### Problems
• a. Answer these questions using the passage on laser weapons.
(i) In what year was the first working laser invented?
(ii) What did Archimedes use to concentrate sunlight for his heat ray?
(iii) In which country do lasers receive more R&D funding than other directed-energy weapons?
• b. Reproduce the passage on laser weapons from "Directed-energy weapons systems" up to and including "closer to deployment.".

### Extract provided
Directed-energy weapons systems could provide efficient, cost-effective countermeasures in an age of drones and other airborne threats. Recent scientific and engineering breakthroughs are bringing these systems closer to deployment.
Long before George Lucas conceived of the Death Star with its super laser focused on Alderaan, even before H.G. Wells wrote War of the Worlds with its hostile aliens and their heat-ray weapon, the Greek inventor Archimedes concocted his own heat ray composed of mirrors to concentrate sunlight and ignite the sails of invading Roman ships. The invention of the first working laser in 1960 further inspired militaries around the world to research and develop high-energy lasers (HELs) for the protection of their troops. While the quest has taken decades, the year 2014 alone has seen numerous milestones come to pass.
In the United States, lasers receive more R&D funding than other directed-energy weapons because they are the most promising for lightweight, effective, low-cost operation. Specifically, energy from HELs can be delivered at the speed of light, unlike the supersonic or subsonic speeds of conventional missiles. Another factor driving the development of HEL weapons is their low shot-to-shot operational cost. Whereas it may cost millions to develop laser weapons, their cost per firing is orders of magnitude lower than that of conventional ballistics and projectiles.

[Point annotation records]

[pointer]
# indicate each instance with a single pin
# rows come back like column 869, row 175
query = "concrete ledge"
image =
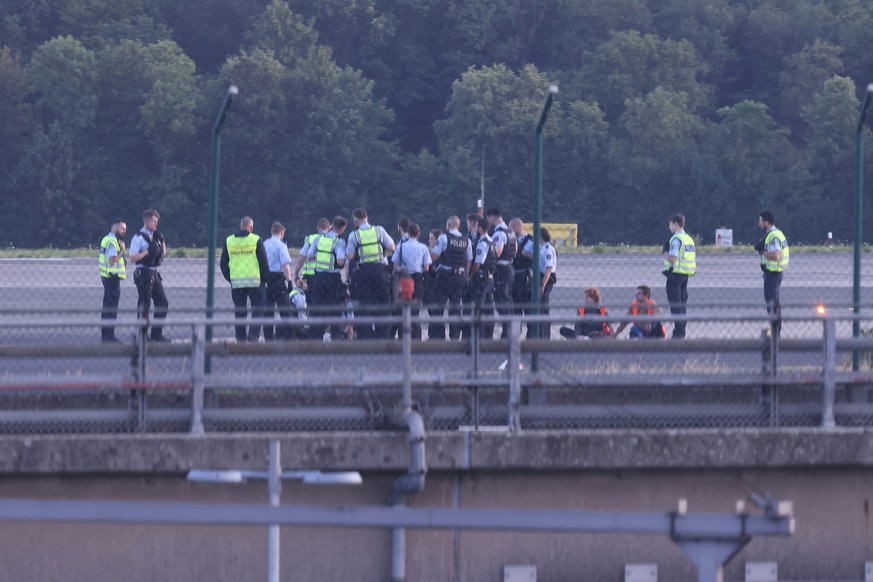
column 596, row 450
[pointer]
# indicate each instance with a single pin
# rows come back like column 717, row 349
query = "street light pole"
column 537, row 211
column 274, row 483
column 232, row 91
column 859, row 210
column 274, row 477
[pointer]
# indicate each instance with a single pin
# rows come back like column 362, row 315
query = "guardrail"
column 356, row 385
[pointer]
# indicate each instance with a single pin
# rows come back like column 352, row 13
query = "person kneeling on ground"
column 590, row 328
column 649, row 329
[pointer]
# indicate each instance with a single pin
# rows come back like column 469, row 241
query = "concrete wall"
column 831, row 499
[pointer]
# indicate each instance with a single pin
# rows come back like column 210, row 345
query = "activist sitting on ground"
column 589, row 327
column 645, row 305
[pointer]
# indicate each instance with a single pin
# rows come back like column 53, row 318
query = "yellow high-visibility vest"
column 370, row 249
column 245, row 271
column 687, row 263
column 119, row 269
column 325, row 258
column 782, row 263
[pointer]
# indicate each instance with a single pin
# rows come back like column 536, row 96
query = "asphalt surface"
column 727, row 284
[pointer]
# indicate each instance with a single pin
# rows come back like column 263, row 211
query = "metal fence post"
column 829, row 386
column 137, row 396
column 198, row 376
column 407, row 357
column 513, row 362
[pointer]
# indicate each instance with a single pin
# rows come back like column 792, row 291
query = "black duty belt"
column 456, row 271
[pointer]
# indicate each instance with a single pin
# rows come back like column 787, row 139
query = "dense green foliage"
column 714, row 108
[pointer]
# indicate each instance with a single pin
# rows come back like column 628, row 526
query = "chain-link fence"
column 726, row 279
column 58, row 377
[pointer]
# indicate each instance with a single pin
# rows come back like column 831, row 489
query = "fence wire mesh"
column 56, row 375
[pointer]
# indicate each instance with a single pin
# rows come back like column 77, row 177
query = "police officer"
column 548, row 265
column 482, row 276
column 454, row 252
column 147, row 251
column 774, row 260
column 521, row 265
column 279, row 283
column 679, row 265
column 370, row 287
column 506, row 245
column 413, row 258
column 328, row 250
column 113, row 269
column 305, row 267
column 244, row 265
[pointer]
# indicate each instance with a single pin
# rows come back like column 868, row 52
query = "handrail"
column 403, row 370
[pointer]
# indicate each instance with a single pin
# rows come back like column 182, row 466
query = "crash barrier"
column 804, row 378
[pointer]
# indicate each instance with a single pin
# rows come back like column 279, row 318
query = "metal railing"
column 754, row 379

### Solved problems
• a.
(i) 1960
(ii) Mirrors
(iii) The United States

• b.
Directed-energy weapons systems could provide efficient, cost-effective countermeasures in an age of drones and other airborne threats. Recent scientific and engineering breakthroughs are bringing these systems closer to deployment.